(Object outline annotations)

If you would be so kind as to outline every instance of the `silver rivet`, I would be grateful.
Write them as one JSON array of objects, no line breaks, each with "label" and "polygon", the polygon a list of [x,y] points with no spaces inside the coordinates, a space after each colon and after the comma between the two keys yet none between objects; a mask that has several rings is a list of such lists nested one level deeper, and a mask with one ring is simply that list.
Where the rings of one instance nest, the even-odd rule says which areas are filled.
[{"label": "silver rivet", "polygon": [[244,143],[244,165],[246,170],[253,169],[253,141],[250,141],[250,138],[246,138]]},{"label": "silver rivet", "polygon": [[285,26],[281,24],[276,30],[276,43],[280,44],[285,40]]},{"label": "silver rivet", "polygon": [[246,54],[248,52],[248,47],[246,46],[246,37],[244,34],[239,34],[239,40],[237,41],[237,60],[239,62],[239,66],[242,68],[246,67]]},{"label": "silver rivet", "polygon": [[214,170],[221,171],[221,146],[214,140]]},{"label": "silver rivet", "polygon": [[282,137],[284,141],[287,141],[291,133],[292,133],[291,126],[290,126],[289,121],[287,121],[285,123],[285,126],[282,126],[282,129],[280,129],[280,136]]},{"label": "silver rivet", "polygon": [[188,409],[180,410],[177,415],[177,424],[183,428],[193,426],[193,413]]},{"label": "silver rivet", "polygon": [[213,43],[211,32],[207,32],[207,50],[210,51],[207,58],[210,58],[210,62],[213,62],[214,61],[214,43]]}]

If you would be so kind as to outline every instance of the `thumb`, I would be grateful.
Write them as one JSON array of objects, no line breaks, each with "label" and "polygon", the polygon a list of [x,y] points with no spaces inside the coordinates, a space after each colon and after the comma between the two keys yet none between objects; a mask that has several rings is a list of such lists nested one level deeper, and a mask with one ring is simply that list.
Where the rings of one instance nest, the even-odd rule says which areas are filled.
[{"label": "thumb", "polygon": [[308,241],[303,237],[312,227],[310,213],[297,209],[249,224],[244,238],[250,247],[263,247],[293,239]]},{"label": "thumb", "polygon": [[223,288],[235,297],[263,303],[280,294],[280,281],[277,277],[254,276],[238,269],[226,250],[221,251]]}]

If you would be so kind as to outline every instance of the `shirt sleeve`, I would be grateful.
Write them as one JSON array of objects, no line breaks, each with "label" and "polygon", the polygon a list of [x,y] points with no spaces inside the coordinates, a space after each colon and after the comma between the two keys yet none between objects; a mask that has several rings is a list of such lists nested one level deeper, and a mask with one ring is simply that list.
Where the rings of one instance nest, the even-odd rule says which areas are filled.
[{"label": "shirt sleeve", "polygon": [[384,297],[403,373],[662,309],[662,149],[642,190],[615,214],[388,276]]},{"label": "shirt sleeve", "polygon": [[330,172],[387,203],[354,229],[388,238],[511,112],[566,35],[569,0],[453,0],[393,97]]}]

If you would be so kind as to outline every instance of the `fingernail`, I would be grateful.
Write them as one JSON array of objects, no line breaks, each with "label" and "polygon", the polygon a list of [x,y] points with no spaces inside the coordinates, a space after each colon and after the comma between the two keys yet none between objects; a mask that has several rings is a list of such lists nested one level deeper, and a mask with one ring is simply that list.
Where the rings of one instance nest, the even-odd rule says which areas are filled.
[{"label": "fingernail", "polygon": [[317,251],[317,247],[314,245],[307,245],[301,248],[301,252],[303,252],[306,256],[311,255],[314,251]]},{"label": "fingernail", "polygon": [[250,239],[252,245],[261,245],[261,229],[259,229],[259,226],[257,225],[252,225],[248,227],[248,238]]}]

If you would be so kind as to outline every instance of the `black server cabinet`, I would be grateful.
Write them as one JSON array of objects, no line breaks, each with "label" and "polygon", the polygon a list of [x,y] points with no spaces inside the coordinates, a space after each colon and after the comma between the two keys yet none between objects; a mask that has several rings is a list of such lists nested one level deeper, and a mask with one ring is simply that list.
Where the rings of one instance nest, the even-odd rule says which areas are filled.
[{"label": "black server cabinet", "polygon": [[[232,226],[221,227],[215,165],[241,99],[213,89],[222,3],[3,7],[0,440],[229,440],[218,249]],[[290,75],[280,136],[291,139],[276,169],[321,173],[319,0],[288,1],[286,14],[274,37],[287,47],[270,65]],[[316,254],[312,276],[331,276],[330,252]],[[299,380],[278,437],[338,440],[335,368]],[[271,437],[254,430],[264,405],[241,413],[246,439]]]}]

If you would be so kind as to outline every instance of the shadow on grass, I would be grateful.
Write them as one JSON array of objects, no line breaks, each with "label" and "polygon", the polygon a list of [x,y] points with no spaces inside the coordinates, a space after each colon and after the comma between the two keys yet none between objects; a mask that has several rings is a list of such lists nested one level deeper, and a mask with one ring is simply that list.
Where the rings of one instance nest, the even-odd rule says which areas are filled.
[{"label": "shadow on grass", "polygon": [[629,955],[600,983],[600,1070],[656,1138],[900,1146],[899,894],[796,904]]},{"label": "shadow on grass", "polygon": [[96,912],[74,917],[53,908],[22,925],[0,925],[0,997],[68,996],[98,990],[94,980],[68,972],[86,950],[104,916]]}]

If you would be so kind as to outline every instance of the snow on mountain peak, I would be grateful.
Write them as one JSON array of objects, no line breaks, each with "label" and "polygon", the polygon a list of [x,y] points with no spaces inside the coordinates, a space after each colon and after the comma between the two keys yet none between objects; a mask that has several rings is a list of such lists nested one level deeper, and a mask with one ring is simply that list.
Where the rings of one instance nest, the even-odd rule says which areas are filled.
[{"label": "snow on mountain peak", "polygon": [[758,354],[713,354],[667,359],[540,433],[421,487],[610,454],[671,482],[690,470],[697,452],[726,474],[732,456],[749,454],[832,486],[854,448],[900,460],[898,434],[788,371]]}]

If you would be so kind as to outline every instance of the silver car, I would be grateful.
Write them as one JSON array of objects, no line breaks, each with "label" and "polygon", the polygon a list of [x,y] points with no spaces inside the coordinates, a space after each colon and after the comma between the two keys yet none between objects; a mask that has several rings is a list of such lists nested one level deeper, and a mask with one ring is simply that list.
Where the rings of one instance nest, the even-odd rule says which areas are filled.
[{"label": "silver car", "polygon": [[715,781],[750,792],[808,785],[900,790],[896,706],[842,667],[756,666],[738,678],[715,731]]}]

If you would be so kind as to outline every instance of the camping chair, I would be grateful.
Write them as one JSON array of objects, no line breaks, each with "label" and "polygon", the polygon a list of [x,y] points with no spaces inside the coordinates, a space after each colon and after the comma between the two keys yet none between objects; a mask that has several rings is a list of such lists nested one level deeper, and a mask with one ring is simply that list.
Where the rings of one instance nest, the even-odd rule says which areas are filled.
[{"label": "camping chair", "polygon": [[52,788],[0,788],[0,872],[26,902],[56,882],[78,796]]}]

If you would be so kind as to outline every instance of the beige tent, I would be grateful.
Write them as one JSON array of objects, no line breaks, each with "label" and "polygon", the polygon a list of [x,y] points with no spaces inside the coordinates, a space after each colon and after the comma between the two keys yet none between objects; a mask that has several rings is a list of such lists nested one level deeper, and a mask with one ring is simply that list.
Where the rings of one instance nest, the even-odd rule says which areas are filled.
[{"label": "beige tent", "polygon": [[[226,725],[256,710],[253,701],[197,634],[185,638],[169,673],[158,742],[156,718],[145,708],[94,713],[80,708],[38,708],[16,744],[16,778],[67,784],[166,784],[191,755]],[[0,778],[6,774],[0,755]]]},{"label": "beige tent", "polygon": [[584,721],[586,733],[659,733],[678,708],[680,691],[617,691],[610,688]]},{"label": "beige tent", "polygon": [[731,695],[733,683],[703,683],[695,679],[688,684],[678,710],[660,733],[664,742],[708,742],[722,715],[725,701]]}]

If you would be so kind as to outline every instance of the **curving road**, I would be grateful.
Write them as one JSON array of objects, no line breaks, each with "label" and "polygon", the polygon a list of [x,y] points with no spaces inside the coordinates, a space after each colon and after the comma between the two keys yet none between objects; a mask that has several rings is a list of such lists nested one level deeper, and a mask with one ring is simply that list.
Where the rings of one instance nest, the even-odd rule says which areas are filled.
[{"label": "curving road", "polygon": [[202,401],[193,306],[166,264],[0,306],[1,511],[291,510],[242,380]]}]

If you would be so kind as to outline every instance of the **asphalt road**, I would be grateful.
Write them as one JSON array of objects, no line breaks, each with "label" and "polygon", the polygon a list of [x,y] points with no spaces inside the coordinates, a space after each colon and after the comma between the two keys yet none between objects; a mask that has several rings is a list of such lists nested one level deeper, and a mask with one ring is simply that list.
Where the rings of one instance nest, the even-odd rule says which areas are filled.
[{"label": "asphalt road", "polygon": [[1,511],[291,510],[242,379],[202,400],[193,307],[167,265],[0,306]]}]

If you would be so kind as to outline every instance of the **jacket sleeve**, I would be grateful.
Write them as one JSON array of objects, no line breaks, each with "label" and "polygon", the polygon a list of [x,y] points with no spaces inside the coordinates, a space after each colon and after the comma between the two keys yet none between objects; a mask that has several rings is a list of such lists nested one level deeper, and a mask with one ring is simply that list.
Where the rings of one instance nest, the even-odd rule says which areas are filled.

**TASK BRIEF:**
Output exactly the lines above, from the one holding "sleeve**, I would be grateful." through the end of the data, including the first and last.

**RESPONSE TO THE EXERCISE:**
If you would be so kind as to outline every instance of the **jacket sleeve**, I would be grateful.
Write them as one JSON array of objects, no line breaks, each with "label" and "polygon", the polygon a list of [x,y] points with no spaces inside the coordinates, a space after each colon and after the comma between the two keys yet none between objects; a mask that has several rings is a list of such lists nested one level deeper, and a mask with one ring is simply that list.
Where the rings of one instance nest, the even-odd rule says which areas are filled.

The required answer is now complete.